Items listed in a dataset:

*-*-*

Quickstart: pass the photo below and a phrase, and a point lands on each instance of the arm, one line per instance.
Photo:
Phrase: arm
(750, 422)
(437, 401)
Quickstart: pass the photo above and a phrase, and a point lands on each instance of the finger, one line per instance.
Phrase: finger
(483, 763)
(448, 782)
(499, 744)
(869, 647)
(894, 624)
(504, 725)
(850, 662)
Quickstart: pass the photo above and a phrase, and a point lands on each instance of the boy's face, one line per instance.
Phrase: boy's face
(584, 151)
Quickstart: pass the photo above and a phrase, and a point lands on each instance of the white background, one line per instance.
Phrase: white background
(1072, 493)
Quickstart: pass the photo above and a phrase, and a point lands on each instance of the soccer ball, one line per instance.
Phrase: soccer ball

*-*-*

EXERCISE DETAILS:
Write out each line above with the word "soccer".

RESULT OF THIS EXERCISE:
Quickstart: pass the photo above and a phrase, and a point lands on each instance of the soccer ball, one line per instance.
Phrase: soccer ball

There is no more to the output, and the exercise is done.